Dataset records on where objects are located:
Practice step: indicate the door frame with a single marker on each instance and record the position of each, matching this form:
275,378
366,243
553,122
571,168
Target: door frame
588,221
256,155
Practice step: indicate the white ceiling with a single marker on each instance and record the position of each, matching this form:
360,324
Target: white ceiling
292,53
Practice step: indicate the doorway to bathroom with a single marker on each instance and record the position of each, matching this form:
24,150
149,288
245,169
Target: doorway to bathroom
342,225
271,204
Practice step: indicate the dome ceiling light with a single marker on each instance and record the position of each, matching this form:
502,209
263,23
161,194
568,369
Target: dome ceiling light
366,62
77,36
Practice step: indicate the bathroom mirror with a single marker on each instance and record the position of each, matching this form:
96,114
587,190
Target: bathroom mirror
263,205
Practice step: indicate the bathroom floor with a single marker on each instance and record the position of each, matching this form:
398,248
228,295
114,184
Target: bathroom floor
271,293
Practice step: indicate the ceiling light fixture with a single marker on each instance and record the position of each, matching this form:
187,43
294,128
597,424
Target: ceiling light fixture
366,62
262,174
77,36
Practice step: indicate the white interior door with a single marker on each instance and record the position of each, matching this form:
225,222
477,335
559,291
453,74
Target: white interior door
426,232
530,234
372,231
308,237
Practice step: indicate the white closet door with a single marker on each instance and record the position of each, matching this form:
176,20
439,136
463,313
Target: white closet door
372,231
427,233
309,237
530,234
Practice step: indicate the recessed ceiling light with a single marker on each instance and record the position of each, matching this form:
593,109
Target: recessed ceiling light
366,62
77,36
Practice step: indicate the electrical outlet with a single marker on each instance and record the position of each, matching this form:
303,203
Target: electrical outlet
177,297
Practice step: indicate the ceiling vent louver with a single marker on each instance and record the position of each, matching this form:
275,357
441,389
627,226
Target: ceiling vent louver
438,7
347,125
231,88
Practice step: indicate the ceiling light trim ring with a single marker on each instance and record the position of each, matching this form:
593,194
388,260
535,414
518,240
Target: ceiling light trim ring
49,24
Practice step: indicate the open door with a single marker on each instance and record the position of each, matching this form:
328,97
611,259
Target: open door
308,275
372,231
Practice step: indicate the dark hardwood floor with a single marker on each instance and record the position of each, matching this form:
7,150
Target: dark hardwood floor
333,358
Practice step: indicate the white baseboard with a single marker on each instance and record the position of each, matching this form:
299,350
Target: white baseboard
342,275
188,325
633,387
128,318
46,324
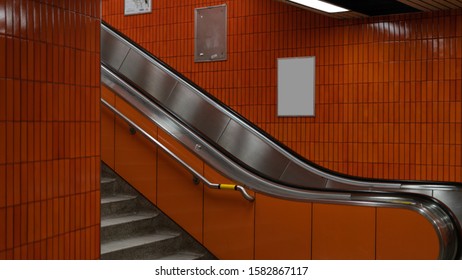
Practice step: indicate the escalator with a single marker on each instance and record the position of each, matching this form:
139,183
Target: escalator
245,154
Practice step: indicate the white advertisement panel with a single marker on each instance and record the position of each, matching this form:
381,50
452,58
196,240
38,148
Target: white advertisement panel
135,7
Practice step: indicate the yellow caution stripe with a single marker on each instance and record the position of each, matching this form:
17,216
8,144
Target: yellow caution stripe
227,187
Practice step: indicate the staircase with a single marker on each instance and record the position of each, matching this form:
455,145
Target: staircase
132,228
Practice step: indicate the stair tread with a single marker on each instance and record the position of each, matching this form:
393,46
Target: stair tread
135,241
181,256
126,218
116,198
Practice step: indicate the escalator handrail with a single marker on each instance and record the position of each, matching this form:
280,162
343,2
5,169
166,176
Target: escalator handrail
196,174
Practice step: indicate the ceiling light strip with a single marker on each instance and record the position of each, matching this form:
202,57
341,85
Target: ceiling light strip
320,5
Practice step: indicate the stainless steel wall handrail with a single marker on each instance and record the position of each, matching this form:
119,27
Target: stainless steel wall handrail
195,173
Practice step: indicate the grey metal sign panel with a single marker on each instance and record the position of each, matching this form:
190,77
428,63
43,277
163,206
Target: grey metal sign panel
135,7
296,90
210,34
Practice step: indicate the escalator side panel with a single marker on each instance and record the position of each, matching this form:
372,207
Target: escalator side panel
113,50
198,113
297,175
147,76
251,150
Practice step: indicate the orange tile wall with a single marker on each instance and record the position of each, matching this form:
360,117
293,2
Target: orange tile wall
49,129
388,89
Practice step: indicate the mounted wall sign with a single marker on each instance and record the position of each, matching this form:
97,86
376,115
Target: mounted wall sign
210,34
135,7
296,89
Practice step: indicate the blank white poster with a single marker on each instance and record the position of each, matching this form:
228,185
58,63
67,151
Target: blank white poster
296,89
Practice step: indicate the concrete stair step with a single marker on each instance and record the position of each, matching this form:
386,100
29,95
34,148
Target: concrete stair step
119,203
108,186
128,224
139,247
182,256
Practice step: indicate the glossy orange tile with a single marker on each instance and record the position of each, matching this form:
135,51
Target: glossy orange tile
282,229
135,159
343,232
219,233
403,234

==

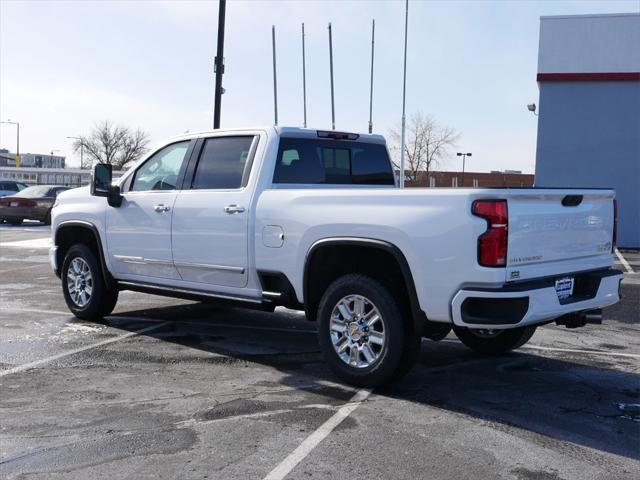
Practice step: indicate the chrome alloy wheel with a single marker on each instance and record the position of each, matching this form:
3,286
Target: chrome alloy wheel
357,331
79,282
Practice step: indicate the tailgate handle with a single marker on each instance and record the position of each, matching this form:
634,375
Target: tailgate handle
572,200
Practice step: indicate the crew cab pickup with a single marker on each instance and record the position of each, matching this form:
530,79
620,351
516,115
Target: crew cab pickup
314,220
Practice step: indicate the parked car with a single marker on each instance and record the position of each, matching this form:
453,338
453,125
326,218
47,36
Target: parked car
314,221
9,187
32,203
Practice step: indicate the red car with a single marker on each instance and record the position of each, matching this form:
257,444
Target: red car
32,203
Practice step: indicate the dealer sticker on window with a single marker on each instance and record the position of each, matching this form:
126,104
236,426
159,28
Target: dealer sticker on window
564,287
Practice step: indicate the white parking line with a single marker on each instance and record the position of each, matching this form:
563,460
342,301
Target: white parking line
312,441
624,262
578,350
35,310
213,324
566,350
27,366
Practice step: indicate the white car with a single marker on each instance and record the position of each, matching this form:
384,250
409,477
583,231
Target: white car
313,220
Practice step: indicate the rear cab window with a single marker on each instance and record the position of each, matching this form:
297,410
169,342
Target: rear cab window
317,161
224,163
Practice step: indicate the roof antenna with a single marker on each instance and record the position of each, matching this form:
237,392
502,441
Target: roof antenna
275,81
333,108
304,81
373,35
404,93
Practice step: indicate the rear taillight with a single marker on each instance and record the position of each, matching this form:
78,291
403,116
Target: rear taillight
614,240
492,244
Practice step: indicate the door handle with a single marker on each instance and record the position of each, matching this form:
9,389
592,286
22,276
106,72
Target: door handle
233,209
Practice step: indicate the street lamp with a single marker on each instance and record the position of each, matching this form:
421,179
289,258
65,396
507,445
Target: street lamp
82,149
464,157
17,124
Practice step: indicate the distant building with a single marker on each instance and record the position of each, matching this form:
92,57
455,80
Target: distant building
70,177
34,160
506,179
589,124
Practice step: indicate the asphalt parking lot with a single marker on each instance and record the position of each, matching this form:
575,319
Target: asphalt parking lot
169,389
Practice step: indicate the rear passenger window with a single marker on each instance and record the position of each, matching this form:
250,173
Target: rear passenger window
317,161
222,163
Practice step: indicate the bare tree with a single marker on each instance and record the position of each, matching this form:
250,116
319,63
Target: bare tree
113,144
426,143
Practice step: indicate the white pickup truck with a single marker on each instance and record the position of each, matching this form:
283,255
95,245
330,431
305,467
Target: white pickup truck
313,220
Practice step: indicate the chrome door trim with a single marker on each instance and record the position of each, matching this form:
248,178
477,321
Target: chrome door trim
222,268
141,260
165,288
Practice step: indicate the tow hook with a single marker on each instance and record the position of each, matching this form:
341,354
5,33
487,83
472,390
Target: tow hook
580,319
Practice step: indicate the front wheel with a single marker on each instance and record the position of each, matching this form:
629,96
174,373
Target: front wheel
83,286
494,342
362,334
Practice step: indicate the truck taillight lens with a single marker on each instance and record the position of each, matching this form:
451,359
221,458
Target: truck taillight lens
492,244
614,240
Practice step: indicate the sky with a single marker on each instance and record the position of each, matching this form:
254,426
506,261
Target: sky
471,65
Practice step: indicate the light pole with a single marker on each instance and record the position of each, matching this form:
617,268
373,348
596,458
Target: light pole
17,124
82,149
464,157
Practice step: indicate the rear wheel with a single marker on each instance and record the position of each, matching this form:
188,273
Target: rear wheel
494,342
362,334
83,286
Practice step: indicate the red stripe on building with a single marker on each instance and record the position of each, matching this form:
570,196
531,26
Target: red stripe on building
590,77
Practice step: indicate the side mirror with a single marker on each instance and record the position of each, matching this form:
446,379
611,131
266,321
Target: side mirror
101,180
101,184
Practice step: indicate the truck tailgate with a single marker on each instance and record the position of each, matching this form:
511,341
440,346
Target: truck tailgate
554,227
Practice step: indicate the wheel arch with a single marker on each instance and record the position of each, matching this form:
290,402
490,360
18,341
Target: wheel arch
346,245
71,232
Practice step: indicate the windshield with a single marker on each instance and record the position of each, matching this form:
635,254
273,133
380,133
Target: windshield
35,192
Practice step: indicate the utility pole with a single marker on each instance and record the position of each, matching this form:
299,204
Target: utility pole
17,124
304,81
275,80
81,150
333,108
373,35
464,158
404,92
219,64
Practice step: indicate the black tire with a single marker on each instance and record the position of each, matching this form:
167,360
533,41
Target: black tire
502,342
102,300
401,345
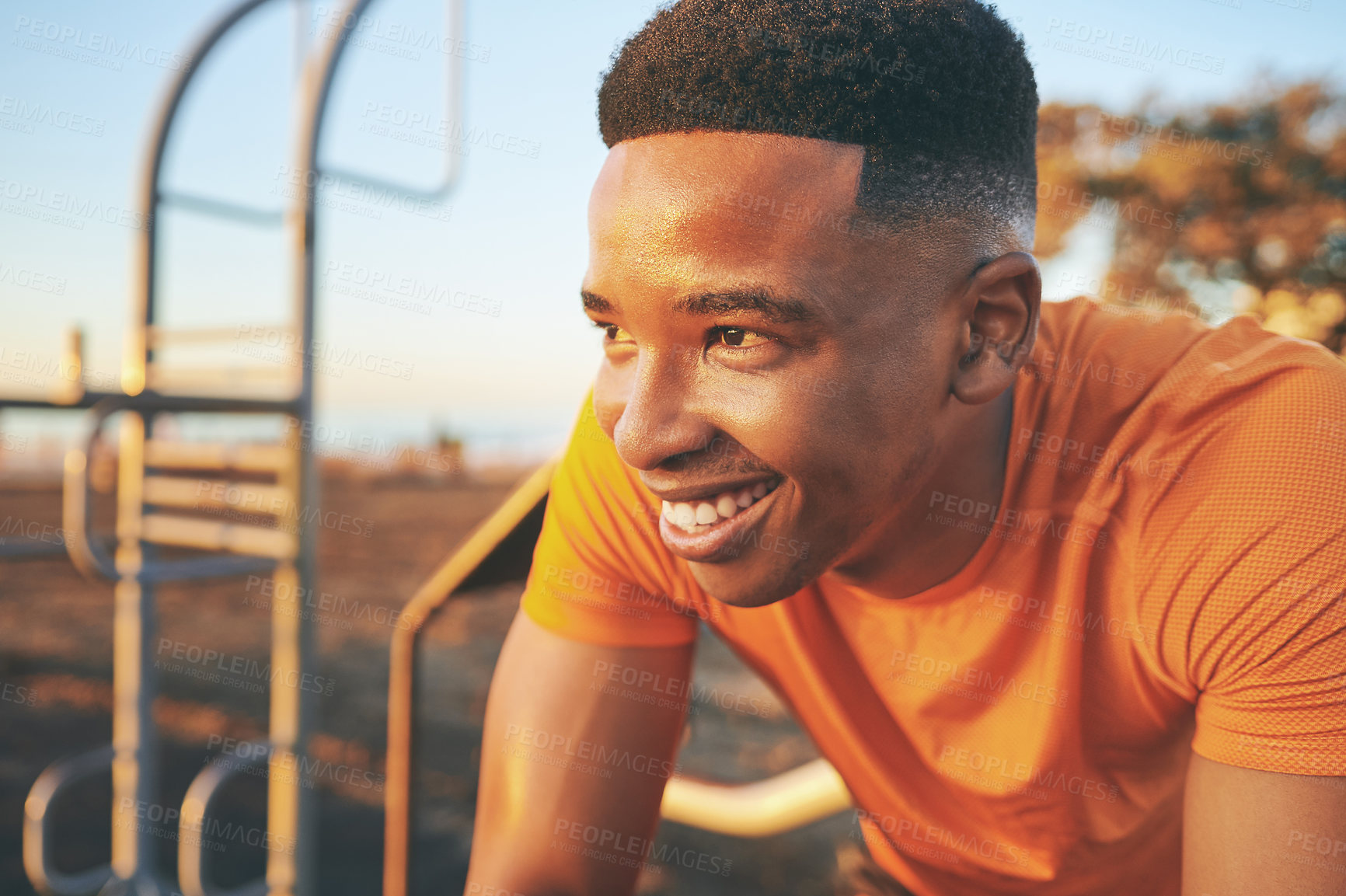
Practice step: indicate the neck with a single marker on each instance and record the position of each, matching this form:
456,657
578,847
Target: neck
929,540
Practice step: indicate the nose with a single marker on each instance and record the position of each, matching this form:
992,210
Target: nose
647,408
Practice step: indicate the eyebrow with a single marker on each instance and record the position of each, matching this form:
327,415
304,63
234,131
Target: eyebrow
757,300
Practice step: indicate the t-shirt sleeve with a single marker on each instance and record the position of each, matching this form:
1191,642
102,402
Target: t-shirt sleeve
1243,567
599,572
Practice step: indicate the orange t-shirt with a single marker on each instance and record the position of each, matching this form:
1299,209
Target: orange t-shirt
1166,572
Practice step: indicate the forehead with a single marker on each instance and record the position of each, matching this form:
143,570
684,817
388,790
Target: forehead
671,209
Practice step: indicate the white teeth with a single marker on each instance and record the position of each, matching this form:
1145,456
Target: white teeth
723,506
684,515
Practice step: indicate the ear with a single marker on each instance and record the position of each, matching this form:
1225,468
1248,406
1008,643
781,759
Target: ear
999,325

GOAL: State how many of the lines above contain the word "mounted", giving only the number. Case counts.

THE REPLY: 2